CONSIGNE: Comptez les lignes des enregistrements ci-dessous qui contiennent le mot « wooden », puis indiquez seulement ce nombre.

Enregistrements d'annotation par coordonnées:
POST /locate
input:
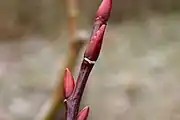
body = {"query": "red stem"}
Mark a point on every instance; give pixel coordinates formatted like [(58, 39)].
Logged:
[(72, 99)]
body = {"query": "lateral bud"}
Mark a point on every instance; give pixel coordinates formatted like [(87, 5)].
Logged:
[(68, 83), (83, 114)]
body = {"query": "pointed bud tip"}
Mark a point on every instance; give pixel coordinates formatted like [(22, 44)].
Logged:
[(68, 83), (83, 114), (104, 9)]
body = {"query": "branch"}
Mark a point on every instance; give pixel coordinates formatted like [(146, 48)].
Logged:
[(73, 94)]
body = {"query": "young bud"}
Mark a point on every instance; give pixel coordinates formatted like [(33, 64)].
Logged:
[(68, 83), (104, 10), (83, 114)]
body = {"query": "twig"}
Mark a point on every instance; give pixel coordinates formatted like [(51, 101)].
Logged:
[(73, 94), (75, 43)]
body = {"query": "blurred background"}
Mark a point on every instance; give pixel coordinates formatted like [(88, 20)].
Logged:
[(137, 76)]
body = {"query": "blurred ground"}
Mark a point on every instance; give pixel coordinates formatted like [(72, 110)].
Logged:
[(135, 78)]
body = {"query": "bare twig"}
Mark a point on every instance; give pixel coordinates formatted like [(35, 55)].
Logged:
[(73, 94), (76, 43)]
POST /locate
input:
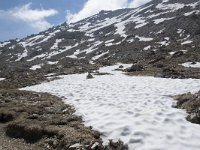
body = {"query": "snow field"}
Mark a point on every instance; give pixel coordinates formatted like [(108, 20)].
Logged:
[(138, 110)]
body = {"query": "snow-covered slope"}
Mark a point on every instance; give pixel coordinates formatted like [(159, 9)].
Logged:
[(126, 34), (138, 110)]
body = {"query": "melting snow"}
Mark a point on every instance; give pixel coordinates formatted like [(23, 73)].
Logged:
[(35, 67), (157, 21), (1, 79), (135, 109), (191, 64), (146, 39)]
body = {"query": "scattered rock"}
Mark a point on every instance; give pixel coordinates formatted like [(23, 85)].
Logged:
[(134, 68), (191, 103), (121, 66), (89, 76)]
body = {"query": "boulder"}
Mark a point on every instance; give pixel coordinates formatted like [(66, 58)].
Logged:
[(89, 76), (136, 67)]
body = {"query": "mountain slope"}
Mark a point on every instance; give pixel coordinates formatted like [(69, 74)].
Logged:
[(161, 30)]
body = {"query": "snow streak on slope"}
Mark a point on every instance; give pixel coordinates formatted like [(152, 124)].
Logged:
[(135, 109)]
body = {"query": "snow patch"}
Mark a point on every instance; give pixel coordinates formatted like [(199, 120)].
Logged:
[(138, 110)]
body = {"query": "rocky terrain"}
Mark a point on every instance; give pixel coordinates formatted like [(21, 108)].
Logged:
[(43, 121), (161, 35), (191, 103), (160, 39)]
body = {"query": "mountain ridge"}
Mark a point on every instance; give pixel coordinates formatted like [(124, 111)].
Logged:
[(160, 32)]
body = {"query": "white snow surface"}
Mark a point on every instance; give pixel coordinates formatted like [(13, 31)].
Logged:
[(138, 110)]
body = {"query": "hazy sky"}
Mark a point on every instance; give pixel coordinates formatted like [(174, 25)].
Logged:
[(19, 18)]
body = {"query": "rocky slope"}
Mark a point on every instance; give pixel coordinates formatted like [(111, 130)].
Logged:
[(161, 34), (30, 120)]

...

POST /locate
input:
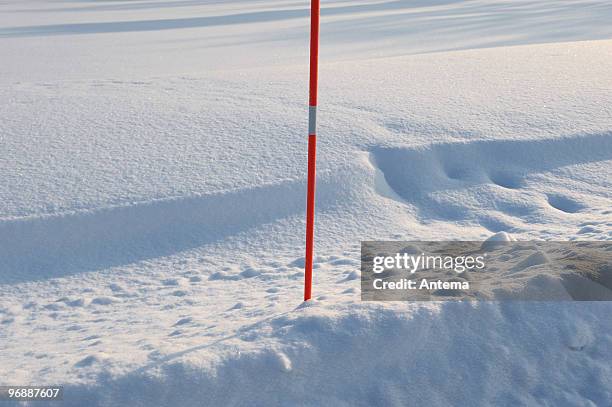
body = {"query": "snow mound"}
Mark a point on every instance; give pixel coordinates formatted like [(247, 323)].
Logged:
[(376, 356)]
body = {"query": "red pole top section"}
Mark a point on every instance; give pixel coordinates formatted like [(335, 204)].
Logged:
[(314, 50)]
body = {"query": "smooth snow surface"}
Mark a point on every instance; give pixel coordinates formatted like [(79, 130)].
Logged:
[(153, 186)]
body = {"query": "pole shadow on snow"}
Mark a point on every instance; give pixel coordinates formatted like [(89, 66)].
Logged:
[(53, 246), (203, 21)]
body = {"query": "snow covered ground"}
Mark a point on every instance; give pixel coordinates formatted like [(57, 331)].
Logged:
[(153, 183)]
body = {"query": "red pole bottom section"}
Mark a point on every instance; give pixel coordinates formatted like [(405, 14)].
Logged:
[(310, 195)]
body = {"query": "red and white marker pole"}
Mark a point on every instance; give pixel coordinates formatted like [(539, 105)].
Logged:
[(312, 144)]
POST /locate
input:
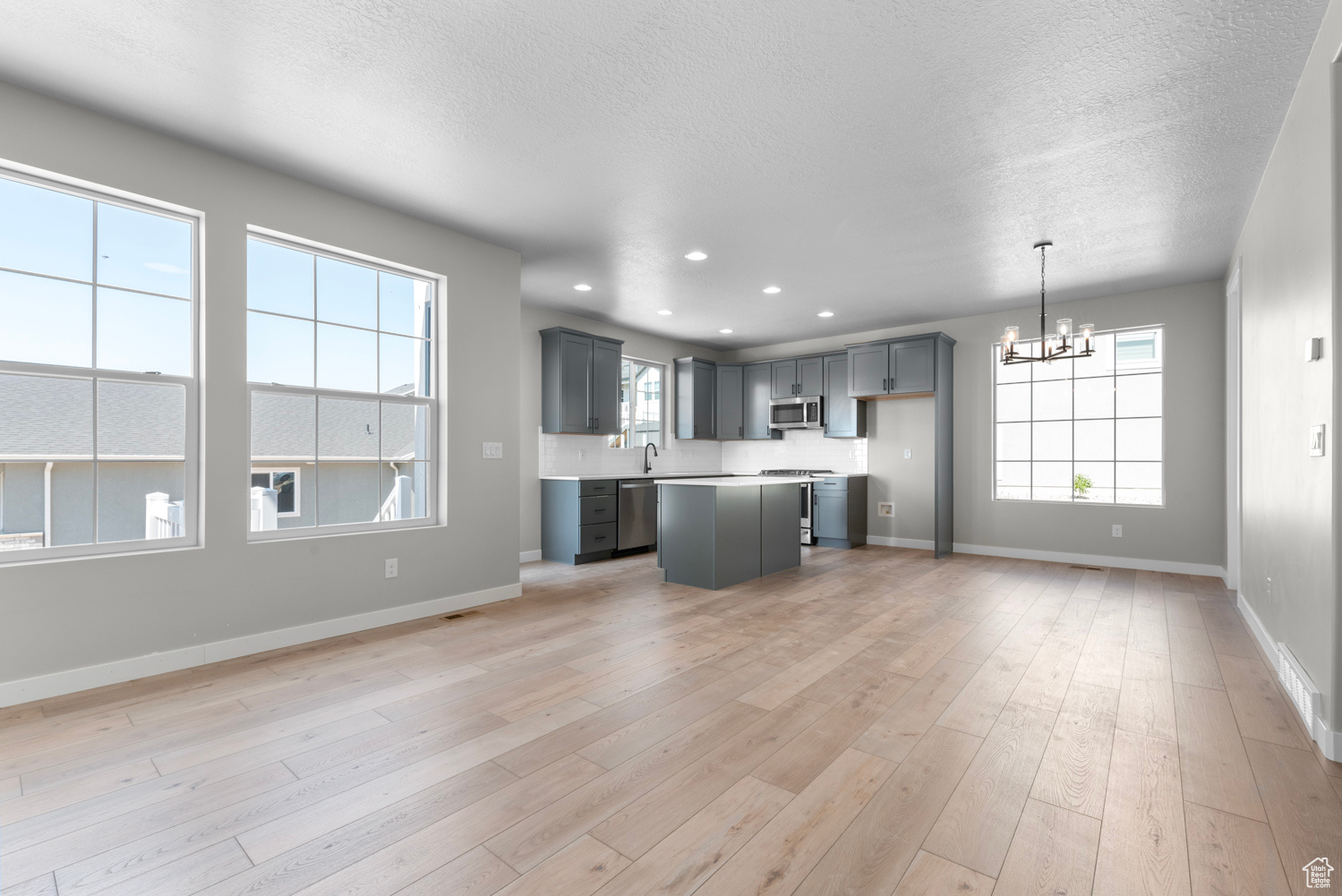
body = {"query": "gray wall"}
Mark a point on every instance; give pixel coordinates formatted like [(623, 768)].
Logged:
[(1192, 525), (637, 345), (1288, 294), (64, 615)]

* * *

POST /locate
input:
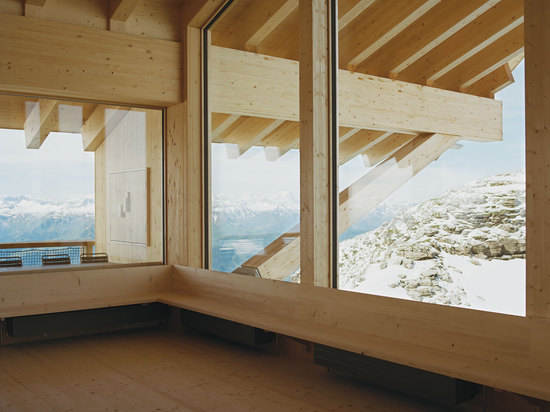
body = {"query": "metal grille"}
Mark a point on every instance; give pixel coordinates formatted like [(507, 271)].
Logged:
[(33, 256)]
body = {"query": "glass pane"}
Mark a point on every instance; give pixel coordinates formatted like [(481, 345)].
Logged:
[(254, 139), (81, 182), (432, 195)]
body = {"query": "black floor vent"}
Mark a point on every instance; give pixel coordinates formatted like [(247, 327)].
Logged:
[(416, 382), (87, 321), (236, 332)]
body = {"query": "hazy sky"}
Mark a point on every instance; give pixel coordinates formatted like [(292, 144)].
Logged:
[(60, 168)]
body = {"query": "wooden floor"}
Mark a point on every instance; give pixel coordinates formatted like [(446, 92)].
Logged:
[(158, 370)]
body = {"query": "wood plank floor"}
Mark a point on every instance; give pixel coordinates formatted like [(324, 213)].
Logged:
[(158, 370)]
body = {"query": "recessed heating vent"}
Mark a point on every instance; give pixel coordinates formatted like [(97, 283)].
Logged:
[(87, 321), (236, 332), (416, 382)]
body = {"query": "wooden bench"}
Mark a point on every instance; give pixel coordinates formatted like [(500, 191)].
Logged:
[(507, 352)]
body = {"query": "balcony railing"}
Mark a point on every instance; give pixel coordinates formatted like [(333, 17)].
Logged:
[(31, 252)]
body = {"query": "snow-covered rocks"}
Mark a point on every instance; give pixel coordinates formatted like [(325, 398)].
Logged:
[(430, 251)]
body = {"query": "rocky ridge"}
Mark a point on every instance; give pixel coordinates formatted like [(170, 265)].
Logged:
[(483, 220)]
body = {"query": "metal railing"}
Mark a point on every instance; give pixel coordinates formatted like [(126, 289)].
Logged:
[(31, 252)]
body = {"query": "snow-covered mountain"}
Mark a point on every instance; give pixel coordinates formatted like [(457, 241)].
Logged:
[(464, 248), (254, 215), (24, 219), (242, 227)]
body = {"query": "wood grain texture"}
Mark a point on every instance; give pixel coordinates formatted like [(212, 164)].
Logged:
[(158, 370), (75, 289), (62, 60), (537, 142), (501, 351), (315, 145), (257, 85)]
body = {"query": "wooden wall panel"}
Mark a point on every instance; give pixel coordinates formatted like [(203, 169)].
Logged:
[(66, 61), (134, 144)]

BONNE RÉPONSE: 3